__本文抜粋__

プレジデントオンライン / 2022年12月17日 13時15分

人体解剖学実習の教材として自分の遺体を無条件、無報酬で提供(※写真はイメージです) - 写真=iStock.com/fstop123

葬儀費用を安く抑えるにはどうすればいいのか。元経理マンの中町敏矢さんは「病院で死亡すると、一切の行事を省いて、火葬場に直行する『直葬』という方法がある。それよりも安いのは『献体』で、手間も費用もまったくかからない」という――。(第1回)

※本稿は、中町敏矢『月14万円の年金で夫婦が生活している術』(ぱる出版)の一部を再編集したものです。

■人体解剖学実習の教材として自分の遺体を提供

2011年1月、俳優の細川俊之(享年70)が突然亡くなった。

彼は生前、「自身の始末」を考え、出した結論は「献体」だった。2枚目スターと献体という思いがけない取り合わせに、私は驚かされた。

献体とは、大学の医学部や歯学部で行われる人体解剖学実習の教材として自分の遺体を無条件、無報酬で提供することをいう。

近年では作業療法士などを養成する保健学科でも、解剖実習を行うようになった。

__表示情報__

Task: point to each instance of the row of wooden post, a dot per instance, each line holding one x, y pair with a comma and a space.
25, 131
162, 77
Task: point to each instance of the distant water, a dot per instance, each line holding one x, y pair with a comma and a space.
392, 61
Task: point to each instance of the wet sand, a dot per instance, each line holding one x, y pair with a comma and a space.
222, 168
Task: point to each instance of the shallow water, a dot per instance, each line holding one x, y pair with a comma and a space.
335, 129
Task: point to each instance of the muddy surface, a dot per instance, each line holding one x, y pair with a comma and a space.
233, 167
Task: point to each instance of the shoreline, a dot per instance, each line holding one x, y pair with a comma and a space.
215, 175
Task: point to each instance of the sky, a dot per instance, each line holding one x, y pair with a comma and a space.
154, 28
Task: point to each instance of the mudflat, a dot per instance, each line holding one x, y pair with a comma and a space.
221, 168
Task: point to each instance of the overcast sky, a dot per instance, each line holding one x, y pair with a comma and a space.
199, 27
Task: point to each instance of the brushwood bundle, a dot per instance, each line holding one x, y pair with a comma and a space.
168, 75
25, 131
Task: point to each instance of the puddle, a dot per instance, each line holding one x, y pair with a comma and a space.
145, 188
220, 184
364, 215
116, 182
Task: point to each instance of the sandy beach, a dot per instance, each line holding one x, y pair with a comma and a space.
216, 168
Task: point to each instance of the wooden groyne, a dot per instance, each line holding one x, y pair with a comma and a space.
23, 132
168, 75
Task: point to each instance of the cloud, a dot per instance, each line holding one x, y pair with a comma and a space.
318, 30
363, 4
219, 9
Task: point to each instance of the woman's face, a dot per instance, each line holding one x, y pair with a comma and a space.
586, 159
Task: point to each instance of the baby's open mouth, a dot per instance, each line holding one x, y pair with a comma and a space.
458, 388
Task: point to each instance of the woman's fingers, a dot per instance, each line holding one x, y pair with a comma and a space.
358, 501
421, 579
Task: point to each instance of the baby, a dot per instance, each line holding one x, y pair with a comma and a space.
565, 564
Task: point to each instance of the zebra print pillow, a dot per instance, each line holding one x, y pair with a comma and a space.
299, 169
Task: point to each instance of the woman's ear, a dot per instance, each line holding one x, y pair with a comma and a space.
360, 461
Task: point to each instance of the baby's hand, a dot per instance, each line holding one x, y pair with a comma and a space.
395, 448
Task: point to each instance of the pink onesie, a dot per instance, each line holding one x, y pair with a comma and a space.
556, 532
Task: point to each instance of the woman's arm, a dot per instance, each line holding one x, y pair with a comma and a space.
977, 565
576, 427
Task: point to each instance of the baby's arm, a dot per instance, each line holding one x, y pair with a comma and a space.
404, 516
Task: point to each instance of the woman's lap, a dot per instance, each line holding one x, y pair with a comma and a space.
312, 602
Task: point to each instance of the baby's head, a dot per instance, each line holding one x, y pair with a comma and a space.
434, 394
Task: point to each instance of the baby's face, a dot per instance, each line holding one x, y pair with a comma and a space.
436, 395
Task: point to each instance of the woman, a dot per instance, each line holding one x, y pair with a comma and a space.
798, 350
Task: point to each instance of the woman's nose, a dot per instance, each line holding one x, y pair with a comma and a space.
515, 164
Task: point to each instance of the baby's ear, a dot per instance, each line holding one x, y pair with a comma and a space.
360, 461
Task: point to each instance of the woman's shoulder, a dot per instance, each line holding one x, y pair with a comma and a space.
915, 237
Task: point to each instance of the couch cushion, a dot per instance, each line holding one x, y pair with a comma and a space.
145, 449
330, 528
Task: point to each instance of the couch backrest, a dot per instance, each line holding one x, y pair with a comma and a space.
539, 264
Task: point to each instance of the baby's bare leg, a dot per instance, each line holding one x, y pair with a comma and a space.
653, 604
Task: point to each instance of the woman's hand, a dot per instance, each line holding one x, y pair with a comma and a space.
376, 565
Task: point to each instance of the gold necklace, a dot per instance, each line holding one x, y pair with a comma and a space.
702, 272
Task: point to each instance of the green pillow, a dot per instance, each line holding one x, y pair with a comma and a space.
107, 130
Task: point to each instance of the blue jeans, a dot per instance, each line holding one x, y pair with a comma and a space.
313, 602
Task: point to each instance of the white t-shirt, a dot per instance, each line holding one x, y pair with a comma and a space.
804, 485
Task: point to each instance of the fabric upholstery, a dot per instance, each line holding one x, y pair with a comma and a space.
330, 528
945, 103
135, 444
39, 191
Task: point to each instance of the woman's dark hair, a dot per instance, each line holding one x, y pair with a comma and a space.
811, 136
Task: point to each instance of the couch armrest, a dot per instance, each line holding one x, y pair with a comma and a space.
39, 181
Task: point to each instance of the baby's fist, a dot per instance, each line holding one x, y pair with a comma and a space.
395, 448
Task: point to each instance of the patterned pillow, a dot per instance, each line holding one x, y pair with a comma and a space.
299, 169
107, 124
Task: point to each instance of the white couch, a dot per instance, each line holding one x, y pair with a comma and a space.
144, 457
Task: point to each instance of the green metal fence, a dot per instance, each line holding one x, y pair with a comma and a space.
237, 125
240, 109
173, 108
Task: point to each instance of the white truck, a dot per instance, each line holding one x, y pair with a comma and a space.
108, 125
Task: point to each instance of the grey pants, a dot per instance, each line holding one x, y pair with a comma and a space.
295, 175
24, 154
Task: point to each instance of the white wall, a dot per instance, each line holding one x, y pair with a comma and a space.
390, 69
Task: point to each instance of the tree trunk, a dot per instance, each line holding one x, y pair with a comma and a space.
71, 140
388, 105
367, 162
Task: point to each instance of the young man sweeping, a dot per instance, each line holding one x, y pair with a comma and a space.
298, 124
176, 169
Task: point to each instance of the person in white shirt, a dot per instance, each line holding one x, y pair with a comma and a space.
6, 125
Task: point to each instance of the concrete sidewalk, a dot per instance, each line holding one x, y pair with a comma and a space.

__課題__
本文抜粋で、解剖実習を行うとされている大学の学部・学科をすべて挙げよ。 これらの行は本文抜粋とは別の資料だ。

__解答__
医学部、歯学部、保健学科